◆ MATERIAL FOR THIS TASK:

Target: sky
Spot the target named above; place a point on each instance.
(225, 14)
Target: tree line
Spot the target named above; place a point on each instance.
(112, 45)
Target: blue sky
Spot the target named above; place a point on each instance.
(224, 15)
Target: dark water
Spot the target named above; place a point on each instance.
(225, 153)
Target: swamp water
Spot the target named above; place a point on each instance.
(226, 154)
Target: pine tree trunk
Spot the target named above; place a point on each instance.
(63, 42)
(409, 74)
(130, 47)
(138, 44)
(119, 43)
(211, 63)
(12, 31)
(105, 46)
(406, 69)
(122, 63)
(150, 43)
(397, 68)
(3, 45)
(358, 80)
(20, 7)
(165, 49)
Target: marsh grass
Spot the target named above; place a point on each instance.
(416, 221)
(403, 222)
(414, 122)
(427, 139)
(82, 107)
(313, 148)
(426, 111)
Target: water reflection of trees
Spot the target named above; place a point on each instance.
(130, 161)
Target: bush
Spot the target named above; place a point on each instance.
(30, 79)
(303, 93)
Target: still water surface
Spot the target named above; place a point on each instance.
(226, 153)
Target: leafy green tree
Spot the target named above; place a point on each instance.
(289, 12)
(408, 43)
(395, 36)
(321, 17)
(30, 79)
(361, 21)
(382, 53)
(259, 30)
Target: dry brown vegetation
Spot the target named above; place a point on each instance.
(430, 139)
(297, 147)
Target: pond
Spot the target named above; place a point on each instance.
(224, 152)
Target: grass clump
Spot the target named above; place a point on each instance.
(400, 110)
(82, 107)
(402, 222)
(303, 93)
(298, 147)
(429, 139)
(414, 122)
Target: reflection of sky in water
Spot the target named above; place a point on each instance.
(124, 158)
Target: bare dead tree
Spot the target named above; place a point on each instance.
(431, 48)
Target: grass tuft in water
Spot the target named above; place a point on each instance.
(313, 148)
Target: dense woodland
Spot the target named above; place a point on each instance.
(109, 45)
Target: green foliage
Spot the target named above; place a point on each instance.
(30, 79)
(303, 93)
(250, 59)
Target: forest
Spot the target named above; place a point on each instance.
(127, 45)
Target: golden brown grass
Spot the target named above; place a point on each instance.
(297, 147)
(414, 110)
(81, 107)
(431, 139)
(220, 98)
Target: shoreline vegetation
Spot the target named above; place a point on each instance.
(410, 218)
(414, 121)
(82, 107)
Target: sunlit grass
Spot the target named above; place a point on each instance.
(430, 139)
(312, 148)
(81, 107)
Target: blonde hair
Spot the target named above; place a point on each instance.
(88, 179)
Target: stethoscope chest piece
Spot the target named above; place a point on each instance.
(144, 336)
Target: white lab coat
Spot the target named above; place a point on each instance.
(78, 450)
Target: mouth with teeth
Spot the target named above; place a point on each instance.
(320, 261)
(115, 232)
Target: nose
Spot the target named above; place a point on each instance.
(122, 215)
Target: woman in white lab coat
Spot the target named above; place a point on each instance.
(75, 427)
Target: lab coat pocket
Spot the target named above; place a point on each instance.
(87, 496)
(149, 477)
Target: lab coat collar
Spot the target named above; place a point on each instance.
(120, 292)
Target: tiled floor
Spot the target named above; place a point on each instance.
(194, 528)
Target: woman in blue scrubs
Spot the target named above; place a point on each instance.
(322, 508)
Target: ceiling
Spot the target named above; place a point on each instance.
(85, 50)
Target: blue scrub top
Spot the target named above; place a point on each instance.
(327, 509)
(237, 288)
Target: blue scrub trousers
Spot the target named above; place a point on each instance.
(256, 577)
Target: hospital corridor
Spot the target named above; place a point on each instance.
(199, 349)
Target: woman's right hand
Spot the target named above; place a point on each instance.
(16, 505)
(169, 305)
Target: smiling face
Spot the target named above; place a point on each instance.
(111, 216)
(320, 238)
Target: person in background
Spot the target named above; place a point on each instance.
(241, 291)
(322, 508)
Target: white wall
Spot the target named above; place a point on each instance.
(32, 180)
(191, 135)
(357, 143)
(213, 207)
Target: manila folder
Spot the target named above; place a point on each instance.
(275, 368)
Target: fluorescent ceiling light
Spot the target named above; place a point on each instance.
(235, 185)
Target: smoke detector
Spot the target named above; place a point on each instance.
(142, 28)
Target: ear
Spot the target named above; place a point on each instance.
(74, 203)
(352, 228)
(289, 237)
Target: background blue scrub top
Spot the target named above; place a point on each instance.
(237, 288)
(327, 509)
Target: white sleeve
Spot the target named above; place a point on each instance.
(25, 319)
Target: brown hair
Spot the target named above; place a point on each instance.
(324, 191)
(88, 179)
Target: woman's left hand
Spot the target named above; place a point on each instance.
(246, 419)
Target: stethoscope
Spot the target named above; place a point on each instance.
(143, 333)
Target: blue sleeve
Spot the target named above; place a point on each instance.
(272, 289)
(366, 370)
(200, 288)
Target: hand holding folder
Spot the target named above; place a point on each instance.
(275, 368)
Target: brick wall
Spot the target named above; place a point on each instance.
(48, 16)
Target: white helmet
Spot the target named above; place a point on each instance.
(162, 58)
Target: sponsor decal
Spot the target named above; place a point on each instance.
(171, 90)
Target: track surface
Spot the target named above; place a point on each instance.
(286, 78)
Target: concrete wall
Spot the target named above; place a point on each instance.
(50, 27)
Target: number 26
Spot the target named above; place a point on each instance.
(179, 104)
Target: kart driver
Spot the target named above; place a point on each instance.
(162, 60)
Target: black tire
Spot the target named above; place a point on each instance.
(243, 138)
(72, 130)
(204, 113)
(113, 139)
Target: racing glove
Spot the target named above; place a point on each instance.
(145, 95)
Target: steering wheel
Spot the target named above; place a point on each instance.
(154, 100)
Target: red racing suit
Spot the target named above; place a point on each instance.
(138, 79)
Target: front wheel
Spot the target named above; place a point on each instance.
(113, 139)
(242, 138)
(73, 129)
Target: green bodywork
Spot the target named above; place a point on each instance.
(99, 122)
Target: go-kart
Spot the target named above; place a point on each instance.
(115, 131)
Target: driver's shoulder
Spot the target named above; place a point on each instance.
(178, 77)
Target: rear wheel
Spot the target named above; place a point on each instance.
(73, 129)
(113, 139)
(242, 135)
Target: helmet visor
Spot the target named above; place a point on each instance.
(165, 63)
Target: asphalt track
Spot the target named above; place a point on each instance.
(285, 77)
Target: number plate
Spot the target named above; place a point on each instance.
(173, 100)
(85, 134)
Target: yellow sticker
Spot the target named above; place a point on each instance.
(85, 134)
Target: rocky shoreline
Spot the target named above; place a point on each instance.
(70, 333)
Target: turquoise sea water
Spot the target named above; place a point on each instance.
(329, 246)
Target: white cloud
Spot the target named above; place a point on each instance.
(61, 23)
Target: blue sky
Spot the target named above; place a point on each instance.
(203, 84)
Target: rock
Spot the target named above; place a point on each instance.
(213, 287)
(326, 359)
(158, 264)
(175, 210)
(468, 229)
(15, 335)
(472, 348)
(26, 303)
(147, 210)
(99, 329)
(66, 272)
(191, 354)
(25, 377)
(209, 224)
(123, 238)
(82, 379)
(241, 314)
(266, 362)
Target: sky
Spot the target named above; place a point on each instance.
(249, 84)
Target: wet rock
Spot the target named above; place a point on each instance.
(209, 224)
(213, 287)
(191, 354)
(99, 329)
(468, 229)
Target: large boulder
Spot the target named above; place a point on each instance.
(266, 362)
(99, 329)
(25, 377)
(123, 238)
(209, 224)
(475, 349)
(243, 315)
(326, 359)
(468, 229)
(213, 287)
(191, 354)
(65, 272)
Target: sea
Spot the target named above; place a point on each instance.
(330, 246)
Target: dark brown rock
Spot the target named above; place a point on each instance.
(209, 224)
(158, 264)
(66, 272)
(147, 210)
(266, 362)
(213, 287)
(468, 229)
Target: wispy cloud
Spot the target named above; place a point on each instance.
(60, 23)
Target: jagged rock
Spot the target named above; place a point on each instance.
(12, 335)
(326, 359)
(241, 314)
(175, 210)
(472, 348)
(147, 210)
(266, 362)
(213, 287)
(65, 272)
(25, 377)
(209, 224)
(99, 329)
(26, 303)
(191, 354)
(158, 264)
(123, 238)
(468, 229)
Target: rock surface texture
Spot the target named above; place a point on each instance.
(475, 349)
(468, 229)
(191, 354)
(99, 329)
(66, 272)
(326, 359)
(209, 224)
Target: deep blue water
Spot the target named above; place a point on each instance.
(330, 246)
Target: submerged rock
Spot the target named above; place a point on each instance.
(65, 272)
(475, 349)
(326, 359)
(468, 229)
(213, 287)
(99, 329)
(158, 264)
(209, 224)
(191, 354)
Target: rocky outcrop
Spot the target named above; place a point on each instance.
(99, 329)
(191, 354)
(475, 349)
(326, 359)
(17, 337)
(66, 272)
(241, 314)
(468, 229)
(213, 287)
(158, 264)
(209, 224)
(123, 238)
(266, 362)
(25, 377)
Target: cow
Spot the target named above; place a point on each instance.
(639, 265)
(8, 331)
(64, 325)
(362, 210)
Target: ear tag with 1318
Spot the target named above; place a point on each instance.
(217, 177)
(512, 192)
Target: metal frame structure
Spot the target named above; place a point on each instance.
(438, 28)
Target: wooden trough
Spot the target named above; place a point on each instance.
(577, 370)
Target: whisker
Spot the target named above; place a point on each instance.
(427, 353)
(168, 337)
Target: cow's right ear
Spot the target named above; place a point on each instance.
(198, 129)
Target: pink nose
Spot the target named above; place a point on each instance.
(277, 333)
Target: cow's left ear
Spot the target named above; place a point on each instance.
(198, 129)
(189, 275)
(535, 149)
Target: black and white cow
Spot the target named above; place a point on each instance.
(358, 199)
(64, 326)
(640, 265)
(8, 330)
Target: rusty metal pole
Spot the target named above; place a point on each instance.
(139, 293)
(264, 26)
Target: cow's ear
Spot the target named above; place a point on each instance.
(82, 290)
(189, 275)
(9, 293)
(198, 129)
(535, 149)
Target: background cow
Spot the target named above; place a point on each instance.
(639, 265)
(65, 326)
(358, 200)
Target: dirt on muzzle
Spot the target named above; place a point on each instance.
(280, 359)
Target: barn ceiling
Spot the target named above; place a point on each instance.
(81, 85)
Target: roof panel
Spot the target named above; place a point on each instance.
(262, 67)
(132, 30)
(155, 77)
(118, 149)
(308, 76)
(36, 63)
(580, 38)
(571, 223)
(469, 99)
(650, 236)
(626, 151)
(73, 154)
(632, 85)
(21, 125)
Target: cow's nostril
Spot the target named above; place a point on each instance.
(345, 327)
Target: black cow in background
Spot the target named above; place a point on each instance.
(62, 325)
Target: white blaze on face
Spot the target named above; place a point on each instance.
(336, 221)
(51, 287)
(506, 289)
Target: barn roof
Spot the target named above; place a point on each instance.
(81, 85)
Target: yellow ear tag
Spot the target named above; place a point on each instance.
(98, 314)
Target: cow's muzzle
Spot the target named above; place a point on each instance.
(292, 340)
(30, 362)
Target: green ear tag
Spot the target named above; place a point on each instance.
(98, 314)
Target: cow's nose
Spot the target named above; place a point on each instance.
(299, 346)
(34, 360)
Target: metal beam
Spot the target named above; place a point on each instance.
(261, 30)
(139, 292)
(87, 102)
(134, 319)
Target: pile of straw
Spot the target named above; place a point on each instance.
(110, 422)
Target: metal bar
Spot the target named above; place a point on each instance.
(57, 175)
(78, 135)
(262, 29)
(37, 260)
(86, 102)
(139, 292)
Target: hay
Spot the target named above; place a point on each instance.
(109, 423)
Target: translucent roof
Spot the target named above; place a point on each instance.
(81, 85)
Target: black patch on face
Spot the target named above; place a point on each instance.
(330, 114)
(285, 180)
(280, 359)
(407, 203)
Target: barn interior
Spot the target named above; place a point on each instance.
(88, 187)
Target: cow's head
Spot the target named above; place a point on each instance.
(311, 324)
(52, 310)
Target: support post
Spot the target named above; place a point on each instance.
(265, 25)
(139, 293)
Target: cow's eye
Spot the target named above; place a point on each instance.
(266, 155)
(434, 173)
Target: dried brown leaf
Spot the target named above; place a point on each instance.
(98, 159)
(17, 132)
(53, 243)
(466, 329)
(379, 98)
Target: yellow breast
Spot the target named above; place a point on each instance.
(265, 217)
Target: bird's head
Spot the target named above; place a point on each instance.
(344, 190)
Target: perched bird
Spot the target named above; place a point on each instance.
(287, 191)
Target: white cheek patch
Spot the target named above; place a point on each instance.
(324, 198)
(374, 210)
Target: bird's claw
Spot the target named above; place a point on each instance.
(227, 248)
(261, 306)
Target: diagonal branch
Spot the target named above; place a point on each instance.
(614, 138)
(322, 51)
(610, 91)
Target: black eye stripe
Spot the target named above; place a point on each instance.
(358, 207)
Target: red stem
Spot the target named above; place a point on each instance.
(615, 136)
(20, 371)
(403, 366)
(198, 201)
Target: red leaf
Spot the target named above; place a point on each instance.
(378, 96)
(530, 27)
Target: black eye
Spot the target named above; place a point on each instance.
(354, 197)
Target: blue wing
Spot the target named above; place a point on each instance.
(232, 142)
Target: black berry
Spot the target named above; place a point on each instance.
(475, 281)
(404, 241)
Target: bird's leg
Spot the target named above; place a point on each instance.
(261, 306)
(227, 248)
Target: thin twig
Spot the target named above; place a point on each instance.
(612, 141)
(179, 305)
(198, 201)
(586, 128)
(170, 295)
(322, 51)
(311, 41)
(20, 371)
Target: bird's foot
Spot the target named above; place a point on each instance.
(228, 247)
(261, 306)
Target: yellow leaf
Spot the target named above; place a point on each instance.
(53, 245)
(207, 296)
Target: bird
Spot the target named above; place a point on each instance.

◆ AIM:
Output everything from the line containing "Target: white cheek patch" down to the last line of the listing above as a JSON list of strings, with one string for each line and blank lines left out.

◆ THE COMPLETED TASK:
[
  "Target: white cheek patch",
  "Spot the target named above; place a point on each instance.",
  "(324, 198)",
  "(374, 210)",
  "Target: bird's claw",
  "Spot the target named above; place a point on each instance.",
  "(227, 248)",
  "(261, 306)",
  "Target: diagonal branch",
  "Spot the target named above; place a point on each instance.",
  "(614, 138)",
  "(322, 51)",
  "(610, 91)",
  "Target: black eye stripe",
  "Spot the target named above; place a point on each instance.",
  "(358, 207)",
  "Target: red stem",
  "Spot the target named above; place a point on each instance.",
  "(615, 136)",
  "(20, 371)",
  "(403, 366)",
  "(198, 201)",
  "Target: red leaf",
  "Spot the target named above; place a point on each instance.",
  "(378, 96)",
  "(530, 27)",
  "Target: black eye",
  "Spot the target named above; place a point on each instance.",
  "(354, 197)",
  "Target: blue wing",
  "Spot the target named above; place a point on each instance.",
  "(232, 142)",
  "Target: black berry",
  "Spot the target named above; place a point on each instance.",
  "(475, 281)",
  "(404, 241)",
  "Target: bird's leg",
  "Spot the target named above; place a point on each instance.",
  "(261, 306)",
  "(227, 248)",
  "Target: thin twig",
  "Spot the target named above; place a point on each instance.",
  "(612, 141)",
  "(179, 305)",
  "(198, 201)",
  "(586, 128)",
  "(170, 295)",
  "(322, 51)",
  "(311, 41)",
  "(20, 371)",
  "Target: bird's foot",
  "Spot the target named above; place a point on each instance.",
  "(228, 247)",
  "(261, 306)",
  "Target: yellow leaf",
  "Spot the target named above; place a point on each instance.",
  "(53, 245)",
  "(207, 296)",
  "Target: bird",
  "Spot the target named above; place a point on each instance."
]